What happens to young adults with autism spectrum disorders (ASDs) once they graduate high school and are no longer entitled to services?
“National, state and local policy makers have been working hard to meet the needs of the growing numbers of young children identified as having an ASD,” says Paul Shattuck, PhD, assistant professor at the Brown School at Washington University in St. Louis. “However, there has been no effort of a corresponding magnitude to plan for ensuring continuity of supports and services as these children age into adulthood.”
In a first-of-its-kind study, Shattuck looked at rates of service use among young adults with an ASD during their first few years after leaving high school. He found that 39.1 percent of these youths received no speech therapy, mental health, medical diagnostics or case management services.
Shattuck also found that the odds of not receiving any services were more than three times higher for African-American young adults compared with white young adults and more than five times higher for those with incomes of $25,000 or less relative to those with incomes over $75,000.
In his study, published in the current issue of the Archives of Pediatric and Adolescent Medicine, Shattuck looked at medical, mental health, speech therapy and case management services.
He found that overall rates of service use were 23.5 percent for medical services, 35 percent for mental health services, 41.9 percent for case management, and 9.1 percent for speech therapy.
This compares with service use while in high school: 46.2 percent received mental health services, 46.9 percent had medical services, 74.6 percent were getting speech therapy, and 63.6 percent had a case manager.

Referring expression pointing data
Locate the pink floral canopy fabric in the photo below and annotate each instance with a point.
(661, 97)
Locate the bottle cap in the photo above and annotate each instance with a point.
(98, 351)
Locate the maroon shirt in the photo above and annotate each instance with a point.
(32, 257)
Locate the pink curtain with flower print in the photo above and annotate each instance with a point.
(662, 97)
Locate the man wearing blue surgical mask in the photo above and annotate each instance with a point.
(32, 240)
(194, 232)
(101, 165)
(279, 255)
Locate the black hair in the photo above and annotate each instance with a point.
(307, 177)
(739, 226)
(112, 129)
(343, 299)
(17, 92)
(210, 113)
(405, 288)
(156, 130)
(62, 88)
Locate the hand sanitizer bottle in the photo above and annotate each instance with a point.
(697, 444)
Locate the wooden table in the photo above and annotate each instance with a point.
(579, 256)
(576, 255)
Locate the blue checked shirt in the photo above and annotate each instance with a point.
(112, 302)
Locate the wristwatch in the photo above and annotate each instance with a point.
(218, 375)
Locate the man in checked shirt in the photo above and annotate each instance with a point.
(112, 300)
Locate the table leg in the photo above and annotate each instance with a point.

◆ Activities
**A.** Condense the paragraph of the autism services article that begins "Shattuck also found that the odds" into a short list that keeps its main facts.
**B.** Transcribe the passage of the autism services article between "In his study, published" and "a case manager.", inclusive.
**C.** In the autism services article, what percentage of young adults with an ASD received no speech therapy, mental health, medical diagnostics or case management services after leaving high school?
Rely only on the autism services article to complete each task.

◆ Answers to the problems
**A.**
- African-American young adults had more than three times higher odds than white young adults of receiving no services.
- Those with incomes of $25,000 or less had more than five times higher odds of receiving no services than those with incomes over $75,000.

**B.**
In his study, published in the current issue of the Archives of Pediatric and Adolescent Medicine, Shattuck looked at medical, mental health, speech therapy and case management services.
He found that overall rates of service use were 23.5 percent for medical services, 35 percent for mental health services, 41.9 percent for case management, and 9.1 percent for speech therapy.
This compares with service use while in high school: 46.2 percent received mental health services, 46.9 percent had medical services, 74.6 percent were getting speech therapy, and 63.6 percent had a case manager.

**C.** 39.1 percent